> _THE TASK_
Repeat every record exactly as given.

Start of THE DATA

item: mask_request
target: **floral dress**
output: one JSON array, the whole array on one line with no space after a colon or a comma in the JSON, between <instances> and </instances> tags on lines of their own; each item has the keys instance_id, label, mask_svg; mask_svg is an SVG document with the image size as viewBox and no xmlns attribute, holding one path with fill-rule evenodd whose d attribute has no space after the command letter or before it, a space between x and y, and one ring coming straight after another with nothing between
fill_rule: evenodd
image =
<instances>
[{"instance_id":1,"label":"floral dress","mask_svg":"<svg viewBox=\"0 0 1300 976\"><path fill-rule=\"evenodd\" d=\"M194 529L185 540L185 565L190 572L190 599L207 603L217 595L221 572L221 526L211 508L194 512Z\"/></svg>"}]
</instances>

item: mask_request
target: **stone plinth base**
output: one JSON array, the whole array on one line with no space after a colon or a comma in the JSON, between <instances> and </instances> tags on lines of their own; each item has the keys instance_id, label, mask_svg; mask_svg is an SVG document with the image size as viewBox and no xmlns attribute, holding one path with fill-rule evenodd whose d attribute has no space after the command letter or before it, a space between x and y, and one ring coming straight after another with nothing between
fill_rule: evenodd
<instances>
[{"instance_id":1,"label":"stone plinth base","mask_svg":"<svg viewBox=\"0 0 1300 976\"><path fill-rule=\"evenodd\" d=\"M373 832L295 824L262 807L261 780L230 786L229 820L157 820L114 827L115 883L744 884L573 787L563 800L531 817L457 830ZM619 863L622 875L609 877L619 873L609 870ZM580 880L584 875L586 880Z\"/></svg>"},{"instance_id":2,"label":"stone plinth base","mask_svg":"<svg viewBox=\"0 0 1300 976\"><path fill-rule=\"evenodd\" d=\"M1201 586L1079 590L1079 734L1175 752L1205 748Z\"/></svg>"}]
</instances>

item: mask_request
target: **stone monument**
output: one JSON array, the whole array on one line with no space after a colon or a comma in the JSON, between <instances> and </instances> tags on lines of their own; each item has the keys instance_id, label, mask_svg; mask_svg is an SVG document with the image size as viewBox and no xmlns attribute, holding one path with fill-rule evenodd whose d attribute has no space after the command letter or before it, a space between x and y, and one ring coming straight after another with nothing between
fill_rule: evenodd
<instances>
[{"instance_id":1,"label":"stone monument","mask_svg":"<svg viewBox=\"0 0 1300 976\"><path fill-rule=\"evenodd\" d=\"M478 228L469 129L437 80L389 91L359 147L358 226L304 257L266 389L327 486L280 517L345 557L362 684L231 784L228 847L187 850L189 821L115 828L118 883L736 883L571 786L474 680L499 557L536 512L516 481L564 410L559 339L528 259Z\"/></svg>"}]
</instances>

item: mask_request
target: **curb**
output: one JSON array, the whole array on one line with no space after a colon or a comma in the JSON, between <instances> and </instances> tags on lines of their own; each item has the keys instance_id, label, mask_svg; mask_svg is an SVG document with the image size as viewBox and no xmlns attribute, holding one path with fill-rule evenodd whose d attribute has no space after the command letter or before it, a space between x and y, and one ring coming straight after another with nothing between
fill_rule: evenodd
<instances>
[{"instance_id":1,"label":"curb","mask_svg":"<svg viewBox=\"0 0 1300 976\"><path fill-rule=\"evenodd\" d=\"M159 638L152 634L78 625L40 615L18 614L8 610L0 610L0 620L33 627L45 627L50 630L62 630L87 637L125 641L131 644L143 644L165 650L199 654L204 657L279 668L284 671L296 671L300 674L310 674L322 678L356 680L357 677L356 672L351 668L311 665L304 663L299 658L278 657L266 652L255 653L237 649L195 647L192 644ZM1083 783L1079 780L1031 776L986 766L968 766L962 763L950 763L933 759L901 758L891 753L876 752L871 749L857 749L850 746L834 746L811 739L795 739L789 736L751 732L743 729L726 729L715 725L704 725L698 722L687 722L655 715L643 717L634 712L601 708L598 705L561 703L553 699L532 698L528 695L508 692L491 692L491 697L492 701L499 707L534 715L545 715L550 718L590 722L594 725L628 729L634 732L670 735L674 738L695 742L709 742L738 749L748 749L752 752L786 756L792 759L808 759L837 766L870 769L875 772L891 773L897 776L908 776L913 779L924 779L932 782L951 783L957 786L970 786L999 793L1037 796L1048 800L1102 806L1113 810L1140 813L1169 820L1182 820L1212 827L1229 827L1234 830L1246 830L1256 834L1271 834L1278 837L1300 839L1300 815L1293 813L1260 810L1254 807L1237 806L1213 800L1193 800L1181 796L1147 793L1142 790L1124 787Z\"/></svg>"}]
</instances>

End of THE DATA

> _ANSWER SECTION_
item: mask_request
target: **floral dress**
output: one JSON array, the whole array on one line with no space after a colon or a comma in the JSON, between <instances> and </instances> tags on lines of their own; each item has the keys instance_id, label, mask_svg; mask_svg is an SVG document with the image size as viewBox and no xmlns attribute, holding one path with fill-rule evenodd whose d attribute has no space after the command letter or before it, a space between x and y, and one ring coming straight after another with nothing between
fill_rule: evenodd
image =
<instances>
[{"instance_id":1,"label":"floral dress","mask_svg":"<svg viewBox=\"0 0 1300 976\"><path fill-rule=\"evenodd\" d=\"M194 529L185 540L185 565L190 572L190 599L207 603L217 595L221 572L221 526L211 508L194 512Z\"/></svg>"}]
</instances>

item: mask_request
target: **stone plinth base**
output: one JSON array, the whole array on one line with no space after a colon or a comma in the JSON, between <instances> and </instances> tags on lines of their own; each item has the keys instance_id, label, mask_svg; mask_svg is an SVG document with the image size as viewBox and no xmlns attribute, holding one path with fill-rule evenodd whose d attribute has no space after the command letter or before it, a space between x and y, and one ring coming straight after another with nothing between
fill_rule: evenodd
<instances>
[{"instance_id":1,"label":"stone plinth base","mask_svg":"<svg viewBox=\"0 0 1300 976\"><path fill-rule=\"evenodd\" d=\"M373 832L295 824L262 807L261 780L230 786L229 820L157 820L114 827L115 883L744 884L573 787L563 800L531 817L457 830ZM619 863L622 875L609 877L619 873L609 870ZM580 880L584 875L586 880Z\"/></svg>"},{"instance_id":2,"label":"stone plinth base","mask_svg":"<svg viewBox=\"0 0 1300 976\"><path fill-rule=\"evenodd\" d=\"M1201 586L1079 590L1079 734L1175 752L1205 748Z\"/></svg>"}]
</instances>

item: mask_request
target: **stone monument**
output: one JSON array, the whole array on one line with no space after a colon or a comma in the JSON, between <instances> and </instances> tags on lines of their own; each item has the keys instance_id, label, mask_svg; mask_svg is an SVG document with the image size as viewBox and no xmlns attribute, holding one path with fill-rule evenodd whose d attribute has no space after the command letter or before it, a space between x and y, and one ring coming straight after another with nothing between
fill_rule: evenodd
<instances>
[{"instance_id":1,"label":"stone monument","mask_svg":"<svg viewBox=\"0 0 1300 976\"><path fill-rule=\"evenodd\" d=\"M478 228L469 129L437 80L389 91L359 147L358 226L304 257L266 389L327 486L280 517L345 557L362 684L231 784L228 847L187 850L189 821L115 828L118 883L736 883L571 786L474 680L499 557L536 512L516 481L564 410L559 339L528 259Z\"/></svg>"}]
</instances>

item: mask_request
target: **curb**
output: one JSON array, the whole array on one line with no space after a colon or a comma in the JSON, between <instances> and </instances> tags on lines of their own; each item has the keys instance_id, label, mask_svg; mask_svg is an SVG document with the image size as viewBox and no xmlns attribute, holding one path with fill-rule evenodd whose d attribute has no space after the command letter or before it, a space between x and y, and one ring coming straight after another with nothing between
fill_rule: evenodd
<instances>
[{"instance_id":1,"label":"curb","mask_svg":"<svg viewBox=\"0 0 1300 976\"><path fill-rule=\"evenodd\" d=\"M159 638L152 634L78 625L40 615L18 614L8 610L0 610L0 620L33 627L45 627L50 630L62 630L87 637L125 641L131 644L143 644L165 650L199 654L204 657L279 668L284 671L296 671L300 674L310 674L322 678L356 680L357 677L356 672L351 668L311 665L304 663L299 658L278 657L266 652L255 653L237 649L195 647L192 644ZM1083 783L1079 780L1031 776L986 766L968 766L962 763L950 763L933 759L901 758L891 753L876 752L871 749L857 749L850 746L834 746L811 739L795 739L789 736L751 732L743 729L726 729L715 725L704 725L698 722L687 722L655 715L643 717L634 712L601 708L598 705L561 703L553 699L532 698L528 695L508 692L491 692L491 697L492 701L499 707L534 715L545 715L550 718L590 722L594 725L628 729L634 732L670 735L674 738L695 742L709 742L738 749L748 749L752 752L786 756L792 759L808 759L837 766L870 769L875 772L891 773L897 776L908 776L913 779L924 779L932 782L951 783L957 786L970 786L999 793L1037 796L1048 800L1102 806L1113 810L1140 813L1169 820L1182 820L1212 827L1229 827L1234 830L1246 830L1256 834L1271 834L1278 837L1300 839L1300 815L1293 813L1260 810L1254 807L1237 806L1213 800L1193 800L1181 796L1147 793L1142 790L1124 787Z\"/></svg>"}]
</instances>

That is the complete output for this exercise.